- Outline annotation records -
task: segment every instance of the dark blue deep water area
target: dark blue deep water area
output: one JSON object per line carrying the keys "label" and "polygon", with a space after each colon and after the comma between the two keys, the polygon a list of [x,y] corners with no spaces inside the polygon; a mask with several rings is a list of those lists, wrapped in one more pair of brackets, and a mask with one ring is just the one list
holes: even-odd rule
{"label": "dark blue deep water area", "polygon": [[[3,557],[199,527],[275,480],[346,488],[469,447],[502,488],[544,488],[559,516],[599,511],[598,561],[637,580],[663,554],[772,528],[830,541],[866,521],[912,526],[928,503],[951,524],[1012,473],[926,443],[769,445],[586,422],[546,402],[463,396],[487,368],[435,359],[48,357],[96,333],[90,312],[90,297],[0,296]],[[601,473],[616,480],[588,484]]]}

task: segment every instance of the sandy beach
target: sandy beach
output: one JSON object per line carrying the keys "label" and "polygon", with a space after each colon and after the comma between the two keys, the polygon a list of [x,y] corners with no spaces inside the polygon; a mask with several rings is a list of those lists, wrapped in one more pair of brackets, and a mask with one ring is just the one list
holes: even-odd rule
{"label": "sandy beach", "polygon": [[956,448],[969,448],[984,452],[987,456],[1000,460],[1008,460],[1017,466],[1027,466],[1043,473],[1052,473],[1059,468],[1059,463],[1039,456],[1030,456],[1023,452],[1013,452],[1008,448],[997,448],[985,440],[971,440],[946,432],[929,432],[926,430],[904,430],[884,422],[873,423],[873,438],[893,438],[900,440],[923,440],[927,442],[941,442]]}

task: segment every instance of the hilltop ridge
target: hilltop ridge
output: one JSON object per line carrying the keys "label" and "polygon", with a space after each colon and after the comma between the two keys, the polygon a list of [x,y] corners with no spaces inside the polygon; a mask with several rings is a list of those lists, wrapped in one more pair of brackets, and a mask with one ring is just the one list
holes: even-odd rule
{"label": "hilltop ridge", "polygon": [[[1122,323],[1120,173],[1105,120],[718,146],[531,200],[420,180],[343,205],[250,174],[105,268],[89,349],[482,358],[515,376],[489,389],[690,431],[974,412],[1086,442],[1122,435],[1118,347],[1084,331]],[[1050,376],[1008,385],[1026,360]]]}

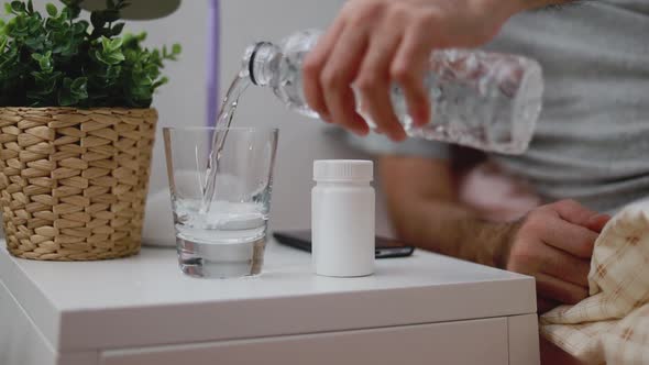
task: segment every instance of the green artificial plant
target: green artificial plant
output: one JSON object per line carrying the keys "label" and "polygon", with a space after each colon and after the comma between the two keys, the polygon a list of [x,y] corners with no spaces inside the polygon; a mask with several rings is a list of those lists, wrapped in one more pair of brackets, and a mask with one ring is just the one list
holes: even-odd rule
{"label": "green artificial plant", "polygon": [[10,19],[0,21],[0,107],[148,108],[154,91],[167,81],[161,75],[175,60],[170,49],[142,46],[146,33],[121,35],[124,0],[107,0],[79,19],[82,0],[46,5],[32,0],[6,3]]}

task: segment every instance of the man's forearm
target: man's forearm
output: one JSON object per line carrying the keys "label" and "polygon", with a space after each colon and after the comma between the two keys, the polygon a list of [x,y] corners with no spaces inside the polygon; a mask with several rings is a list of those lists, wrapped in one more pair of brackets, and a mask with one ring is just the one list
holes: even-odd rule
{"label": "man's forearm", "polygon": [[504,267],[513,224],[491,223],[454,202],[413,199],[393,207],[400,239],[444,255]]}

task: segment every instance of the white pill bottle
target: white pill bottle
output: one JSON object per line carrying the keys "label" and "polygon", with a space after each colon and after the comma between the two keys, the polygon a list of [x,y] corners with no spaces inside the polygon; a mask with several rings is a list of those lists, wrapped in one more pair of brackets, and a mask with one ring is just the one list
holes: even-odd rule
{"label": "white pill bottle", "polygon": [[314,272],[333,277],[374,273],[374,177],[371,161],[314,162]]}

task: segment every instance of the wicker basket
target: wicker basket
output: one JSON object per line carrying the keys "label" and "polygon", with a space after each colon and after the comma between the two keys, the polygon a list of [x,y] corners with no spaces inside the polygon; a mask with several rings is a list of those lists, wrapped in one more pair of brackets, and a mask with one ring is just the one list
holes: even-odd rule
{"label": "wicker basket", "polygon": [[91,261],[140,251],[153,109],[0,108],[9,252]]}

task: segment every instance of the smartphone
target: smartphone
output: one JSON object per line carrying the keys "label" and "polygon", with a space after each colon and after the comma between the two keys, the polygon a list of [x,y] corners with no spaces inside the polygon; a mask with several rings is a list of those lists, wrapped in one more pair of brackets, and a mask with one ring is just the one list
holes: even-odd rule
{"label": "smartphone", "polygon": [[[273,236],[282,244],[311,252],[311,231],[275,232]],[[410,256],[414,251],[414,246],[403,244],[396,240],[377,236],[374,256],[376,258],[406,257]]]}

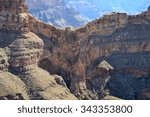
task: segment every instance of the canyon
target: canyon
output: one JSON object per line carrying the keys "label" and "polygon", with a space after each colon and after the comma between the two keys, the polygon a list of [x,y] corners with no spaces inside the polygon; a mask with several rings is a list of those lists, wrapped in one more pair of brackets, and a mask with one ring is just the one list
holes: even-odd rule
{"label": "canyon", "polygon": [[150,99],[150,9],[59,29],[0,0],[0,99]]}

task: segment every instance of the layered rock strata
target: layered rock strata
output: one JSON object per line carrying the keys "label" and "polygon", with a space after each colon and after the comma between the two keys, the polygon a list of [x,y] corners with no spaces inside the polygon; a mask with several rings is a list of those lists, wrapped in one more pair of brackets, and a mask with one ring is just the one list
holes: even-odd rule
{"label": "layered rock strata", "polygon": [[73,30],[37,20],[23,0],[1,0],[0,9],[0,70],[18,88],[2,82],[8,89],[2,98],[149,99],[149,9],[136,16],[108,14]]}
{"label": "layered rock strata", "polygon": [[[3,17],[0,21],[3,47],[0,55],[0,98],[76,99],[66,85],[58,84],[54,76],[37,66],[44,43],[29,30],[24,0],[0,2],[0,15]],[[11,19],[12,16],[14,20]]]}

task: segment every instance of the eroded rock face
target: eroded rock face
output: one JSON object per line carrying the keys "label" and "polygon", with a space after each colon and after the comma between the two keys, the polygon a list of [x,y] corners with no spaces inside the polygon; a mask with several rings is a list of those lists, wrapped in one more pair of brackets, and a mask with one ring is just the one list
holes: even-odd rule
{"label": "eroded rock face", "polygon": [[[30,19],[30,29],[41,35],[45,42],[45,56],[41,59],[46,58],[50,63],[47,68],[41,64],[40,66],[48,69],[50,73],[63,76],[65,81],[69,82],[68,87],[76,96],[89,99],[88,89],[92,91],[93,88],[90,87],[100,88],[103,83],[105,84],[103,82],[105,80],[102,79],[108,78],[105,77],[106,74],[110,77],[108,86],[110,93],[123,99],[133,99],[134,92],[149,87],[143,83],[146,82],[145,77],[147,79],[149,77],[149,10],[136,16],[112,13],[76,30],[68,28],[59,30],[37,21],[32,16]],[[103,60],[111,64],[114,70],[110,72],[98,69],[98,65]],[[51,66],[54,67],[54,70]],[[94,73],[99,75],[98,80]],[[120,77],[116,81],[117,74],[124,77],[124,80]],[[138,78],[142,80],[137,80]],[[92,86],[86,81],[98,81],[98,83]],[[121,92],[118,91],[117,86],[120,82],[126,82]],[[139,84],[138,88],[135,88],[137,87],[134,85],[135,82]]]}
{"label": "eroded rock face", "polygon": [[[19,86],[4,90],[1,99],[148,99],[149,90],[141,91],[150,88],[149,10],[136,16],[112,13],[61,30],[29,15],[24,1],[1,1],[0,8],[0,24],[6,25],[0,26],[0,75]],[[7,20],[9,14],[19,20]]]}
{"label": "eroded rock face", "polygon": [[[38,67],[44,43],[29,31],[24,0],[0,2],[0,22],[6,25],[0,26],[0,99],[76,99],[65,85]],[[12,15],[14,20],[6,19]]]}

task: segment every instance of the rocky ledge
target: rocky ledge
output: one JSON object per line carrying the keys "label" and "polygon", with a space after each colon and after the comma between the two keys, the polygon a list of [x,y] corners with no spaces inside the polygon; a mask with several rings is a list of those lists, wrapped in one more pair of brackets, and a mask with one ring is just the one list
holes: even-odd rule
{"label": "rocky ledge", "polygon": [[0,0],[0,19],[1,99],[150,99],[149,9],[63,30]]}

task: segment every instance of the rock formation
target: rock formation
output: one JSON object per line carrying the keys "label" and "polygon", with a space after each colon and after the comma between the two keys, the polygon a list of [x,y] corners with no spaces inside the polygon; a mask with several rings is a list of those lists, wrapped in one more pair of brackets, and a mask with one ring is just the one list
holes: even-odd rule
{"label": "rock formation", "polygon": [[3,17],[0,20],[0,47],[3,47],[0,98],[76,99],[65,85],[57,84],[53,76],[37,66],[44,43],[29,30],[24,0],[1,0],[0,3]]}
{"label": "rock formation", "polygon": [[[23,0],[0,3],[0,73],[14,78],[0,74],[2,99],[149,99],[149,10],[61,30],[28,14]],[[6,20],[12,14],[19,20]]]}

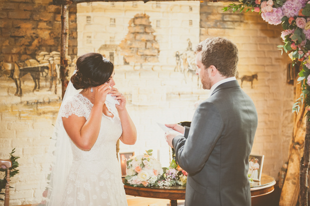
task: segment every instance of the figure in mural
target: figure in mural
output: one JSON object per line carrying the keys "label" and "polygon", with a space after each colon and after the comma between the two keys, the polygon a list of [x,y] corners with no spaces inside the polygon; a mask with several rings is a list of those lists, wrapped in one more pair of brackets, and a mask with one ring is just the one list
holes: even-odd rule
{"label": "figure in mural", "polygon": [[248,176],[249,178],[251,178],[252,176],[252,173],[253,172],[253,169],[254,169],[254,158],[252,158],[251,161],[248,162]]}
{"label": "figure in mural", "polygon": [[50,58],[50,63],[48,64],[48,74],[50,76],[50,88],[48,91],[52,91],[52,87],[54,83],[54,93],[57,94],[57,80],[58,74],[57,70],[58,70],[58,64],[56,64],[54,58]]}
{"label": "figure in mural", "polygon": [[[202,84],[199,79],[199,76],[196,74],[196,65],[195,64],[195,55],[192,49],[192,44],[190,40],[188,39],[188,46],[186,50],[179,54],[180,52],[176,51],[176,65],[174,71],[180,71],[184,74],[185,81],[186,79],[192,75],[192,79],[197,78],[197,87],[201,88]],[[176,69],[179,68],[180,69]]]}
{"label": "figure in mural", "polygon": [[180,65],[179,62],[180,61],[180,55],[178,53],[178,51],[176,52],[176,67],[174,67],[174,71],[180,71]]}
{"label": "figure in mural", "polygon": [[158,62],[160,46],[153,34],[150,16],[140,13],[129,21],[128,32],[120,47],[126,62],[142,64]]}
{"label": "figure in mural", "polygon": [[253,88],[253,80],[254,79],[256,79],[256,80],[258,80],[258,74],[253,74],[252,76],[243,76],[241,77],[241,87],[242,88],[242,84],[244,81],[251,82],[251,88]]}
{"label": "figure in mural", "polygon": [[190,39],[189,38],[188,38],[188,48],[186,49],[186,50],[187,50],[188,51],[192,51],[192,44],[190,42]]}

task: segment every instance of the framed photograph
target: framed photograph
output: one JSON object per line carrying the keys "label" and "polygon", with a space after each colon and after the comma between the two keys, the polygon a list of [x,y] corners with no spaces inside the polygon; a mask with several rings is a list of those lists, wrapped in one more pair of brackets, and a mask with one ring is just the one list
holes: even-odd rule
{"label": "framed photograph", "polygon": [[131,157],[134,156],[134,152],[128,152],[118,153],[120,169],[122,169],[122,177],[126,176],[126,163]]}
{"label": "framed photograph", "polygon": [[251,154],[248,158],[248,176],[253,181],[260,182],[264,165],[264,155]]}

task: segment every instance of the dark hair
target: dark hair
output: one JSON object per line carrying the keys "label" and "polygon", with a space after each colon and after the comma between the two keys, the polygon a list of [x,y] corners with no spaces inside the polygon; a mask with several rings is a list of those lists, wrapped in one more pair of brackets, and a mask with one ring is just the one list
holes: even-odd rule
{"label": "dark hair", "polygon": [[114,70],[113,64],[98,53],[86,53],[76,60],[76,73],[71,77],[76,89],[104,84]]}
{"label": "dark hair", "polygon": [[208,38],[198,44],[195,53],[202,52],[202,63],[206,68],[213,65],[226,77],[236,76],[238,64],[238,48],[225,38]]}

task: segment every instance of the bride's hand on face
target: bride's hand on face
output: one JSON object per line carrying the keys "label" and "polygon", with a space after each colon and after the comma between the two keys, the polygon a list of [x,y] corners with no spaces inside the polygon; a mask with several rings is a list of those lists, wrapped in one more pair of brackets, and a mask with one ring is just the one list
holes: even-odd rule
{"label": "bride's hand on face", "polygon": [[111,92],[110,87],[108,84],[102,84],[93,88],[94,92],[94,104],[104,105],[106,95]]}
{"label": "bride's hand on face", "polygon": [[120,105],[117,104],[115,105],[116,109],[120,110],[125,109],[126,108],[126,101],[127,101],[126,98],[116,88],[112,87],[111,90],[111,96],[116,97],[115,99],[118,100],[118,102],[120,102]]}

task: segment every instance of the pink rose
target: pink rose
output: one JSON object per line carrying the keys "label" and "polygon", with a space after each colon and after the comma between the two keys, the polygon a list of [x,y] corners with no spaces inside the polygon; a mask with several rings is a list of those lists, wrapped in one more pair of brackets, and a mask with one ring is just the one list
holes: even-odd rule
{"label": "pink rose", "polygon": [[304,15],[302,14],[302,10],[304,10],[304,9],[302,8],[300,10],[299,10],[299,12],[298,12],[298,16],[304,16]]}
{"label": "pink rose", "polygon": [[266,7],[267,6],[267,1],[262,1],[262,4],[260,5],[260,10],[262,10],[262,12],[263,13],[266,13],[267,12],[267,8]]}
{"label": "pink rose", "polygon": [[267,10],[267,12],[273,12],[274,11],[274,9],[272,8],[272,6],[270,6],[270,5],[268,5],[266,7],[266,9]]}
{"label": "pink rose", "polygon": [[48,191],[46,190],[43,192],[43,194],[42,194],[42,196],[43,196],[44,198],[46,198],[48,197]]}
{"label": "pink rose", "polygon": [[294,50],[296,50],[297,49],[297,46],[296,46],[295,43],[292,42],[292,44],[290,44],[290,48]]}
{"label": "pink rose", "polygon": [[308,84],[308,85],[310,86],[310,75],[308,76],[307,77],[307,84]]}
{"label": "pink rose", "polygon": [[299,61],[304,61],[304,57],[302,57],[301,59],[298,59]]}
{"label": "pink rose", "polygon": [[290,18],[288,18],[288,23],[292,24],[292,22],[294,20],[295,20],[295,19],[294,17],[290,17]]}
{"label": "pink rose", "polygon": [[142,182],[142,185],[143,185],[144,187],[146,187],[148,186],[148,183],[147,182]]}
{"label": "pink rose", "polygon": [[304,28],[306,25],[306,19],[304,18],[298,17],[296,18],[296,25],[300,28]]}
{"label": "pink rose", "polygon": [[273,6],[274,1],[272,1],[272,0],[268,0],[268,1],[267,1],[267,5],[269,5],[270,6]]}

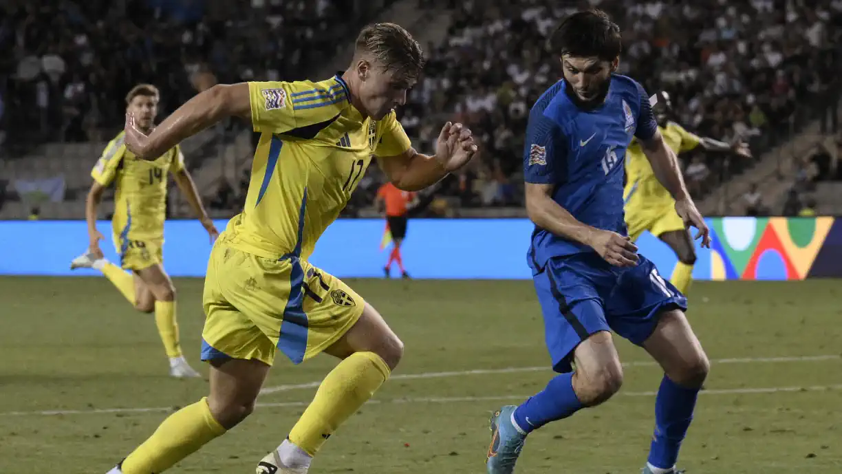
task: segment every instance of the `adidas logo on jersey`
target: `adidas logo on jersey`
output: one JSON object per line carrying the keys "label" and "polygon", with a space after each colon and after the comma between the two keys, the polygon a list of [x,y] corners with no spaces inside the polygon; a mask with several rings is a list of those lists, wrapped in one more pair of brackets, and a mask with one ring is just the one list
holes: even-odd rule
{"label": "adidas logo on jersey", "polygon": [[342,136],[342,138],[339,138],[339,141],[336,142],[336,146],[344,146],[344,147],[347,147],[347,148],[350,148],[350,146],[351,146],[351,138],[349,136],[348,136],[348,133],[347,132],[345,133],[345,135]]}

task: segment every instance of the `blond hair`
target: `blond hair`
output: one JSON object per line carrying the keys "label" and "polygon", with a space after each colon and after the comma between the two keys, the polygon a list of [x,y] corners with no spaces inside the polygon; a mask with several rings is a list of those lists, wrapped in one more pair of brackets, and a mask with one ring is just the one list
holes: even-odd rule
{"label": "blond hair", "polygon": [[155,99],[161,98],[161,93],[158,92],[157,88],[152,84],[137,84],[136,86],[131,88],[129,93],[125,94],[125,104],[128,105],[131,104],[131,101],[139,95],[144,97],[153,97]]}
{"label": "blond hair", "polygon": [[356,54],[371,56],[384,71],[402,78],[418,77],[426,62],[418,42],[394,23],[376,23],[363,28],[357,36]]}

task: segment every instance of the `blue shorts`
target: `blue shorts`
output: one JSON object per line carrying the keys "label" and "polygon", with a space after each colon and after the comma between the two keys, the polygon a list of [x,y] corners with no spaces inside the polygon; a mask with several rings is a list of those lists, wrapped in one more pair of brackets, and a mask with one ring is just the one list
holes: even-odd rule
{"label": "blue shorts", "polygon": [[687,298],[639,257],[626,268],[593,253],[556,257],[533,277],[553,370],[571,371],[573,349],[594,333],[613,330],[642,345],[661,313],[687,309]]}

- DESCRIPTION OF THE TASK -
Turn the material starting with the line that contains "task: segment every instance of the smartphone" and going on through the line that contains "target: smartphone" into a JSON list of strings, one string per line, leaving out blank lines.

- CORRECT RESULT -
[
  "task: segment every instance of the smartphone",
  "target: smartphone"
]